### [WRITTEN TASK]
Lay out every line of the listing below as a numbered list, skipping any blank lines. Leave the pictures out of your answer.

╔══

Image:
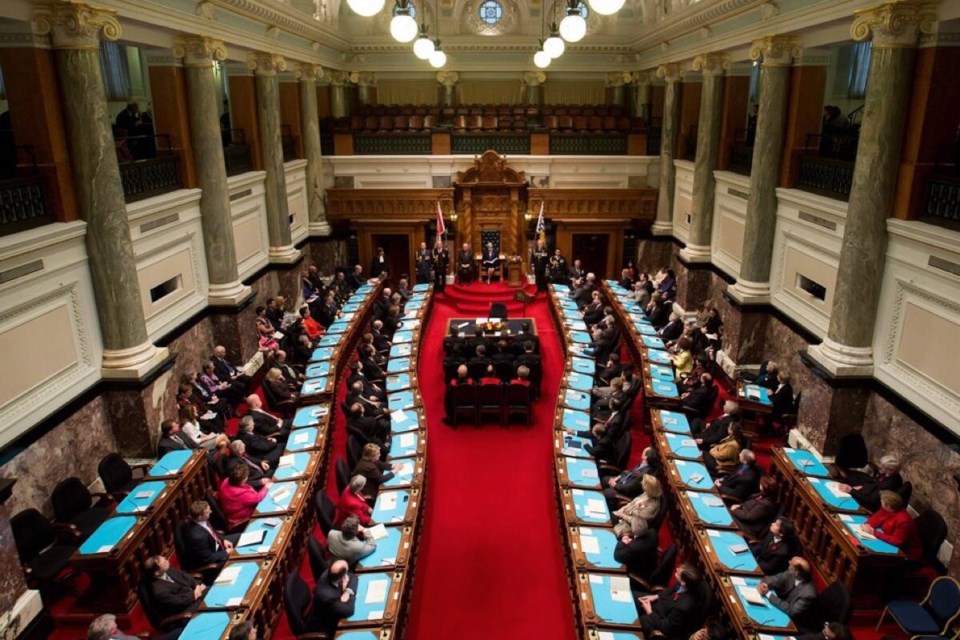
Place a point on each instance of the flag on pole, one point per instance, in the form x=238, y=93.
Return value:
x=441, y=228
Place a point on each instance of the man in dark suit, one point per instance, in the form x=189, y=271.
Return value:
x=791, y=591
x=172, y=591
x=335, y=597
x=672, y=611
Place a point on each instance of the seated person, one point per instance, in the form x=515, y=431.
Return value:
x=671, y=612
x=353, y=502
x=791, y=591
x=238, y=500
x=171, y=590
x=866, y=488
x=755, y=514
x=893, y=524
x=743, y=481
x=348, y=544
x=335, y=597
x=773, y=550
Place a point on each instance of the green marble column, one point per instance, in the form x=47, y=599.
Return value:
x=265, y=67
x=895, y=28
x=199, y=56
x=777, y=53
x=75, y=31
x=308, y=74
x=669, y=126
x=712, y=65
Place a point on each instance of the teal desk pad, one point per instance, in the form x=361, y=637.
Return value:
x=321, y=354
x=278, y=498
x=583, y=365
x=693, y=474
x=662, y=372
x=682, y=446
x=837, y=502
x=398, y=365
x=404, y=444
x=207, y=625
x=364, y=610
x=313, y=386
x=398, y=382
x=665, y=389
x=610, y=607
x=582, y=472
x=580, y=381
x=713, y=513
x=659, y=357
x=270, y=526
x=674, y=421
x=298, y=463
x=309, y=416
x=385, y=554
x=598, y=546
x=317, y=369
x=766, y=615
x=138, y=500
x=732, y=551
x=590, y=506
x=852, y=524
x=400, y=400
x=231, y=594
x=170, y=464
x=806, y=462
x=576, y=399
x=107, y=535
x=391, y=506
x=757, y=393
x=302, y=439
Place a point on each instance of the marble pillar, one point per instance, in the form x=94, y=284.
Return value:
x=265, y=67
x=317, y=209
x=777, y=53
x=895, y=28
x=199, y=56
x=712, y=65
x=75, y=31
x=663, y=225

╚══

### [TASK OUTPUT]
1. Image:
2. Place a point on each instance of the flag on pole, one point per instance, in the form x=238, y=93.
3. Return value:
4. x=441, y=228
5. Place a point on each instance of the man in dark suit, one point per instance, in the form x=189, y=271.
6. Return value:
7. x=791, y=591
8. x=172, y=591
9. x=335, y=597
10. x=672, y=611
11. Place a point on each instance of the seated person, one point per instance, in the form x=515, y=431.
12. Return value:
13. x=671, y=612
14. x=353, y=502
15. x=791, y=591
16. x=238, y=500
17. x=171, y=590
18. x=866, y=488
19. x=755, y=514
20. x=893, y=524
21. x=743, y=481
22. x=348, y=544
23. x=335, y=597
24. x=773, y=550
25. Place a point on each instance of the green marble column, one point per instance, in the form x=47, y=599.
26. Return value:
27. x=265, y=67
28. x=895, y=28
29. x=199, y=56
30. x=777, y=53
31. x=75, y=31
32. x=308, y=74
33. x=669, y=126
34. x=712, y=65
35. Place a point on each instance of the teal desk pad, one point per instance, in the form x=361, y=637.
36. Return value:
37. x=321, y=354
38. x=278, y=498
39. x=583, y=365
40. x=693, y=474
41. x=662, y=372
42. x=682, y=446
43. x=837, y=502
44. x=398, y=365
45. x=404, y=444
46. x=207, y=625
47. x=364, y=610
48. x=313, y=386
49. x=398, y=382
50. x=665, y=389
51. x=610, y=607
52. x=582, y=472
53. x=580, y=381
54. x=713, y=513
55. x=659, y=357
56. x=270, y=526
57. x=674, y=421
58. x=298, y=463
59. x=309, y=416
60. x=385, y=554
61. x=598, y=546
62. x=317, y=369
63. x=766, y=615
64. x=138, y=500
65. x=732, y=551
66. x=590, y=506
67. x=852, y=524
68. x=400, y=400
69. x=231, y=594
70. x=170, y=464
71. x=806, y=462
72. x=576, y=399
73. x=107, y=535
74. x=391, y=506
75. x=757, y=393
76. x=302, y=439
77. Place a point on each instance of the marble pillar, one point per instance, in the form x=94, y=284.
78. Return value:
79. x=265, y=67
80. x=317, y=209
81. x=777, y=53
82. x=895, y=28
83. x=199, y=56
84. x=712, y=65
85. x=75, y=31
86. x=663, y=225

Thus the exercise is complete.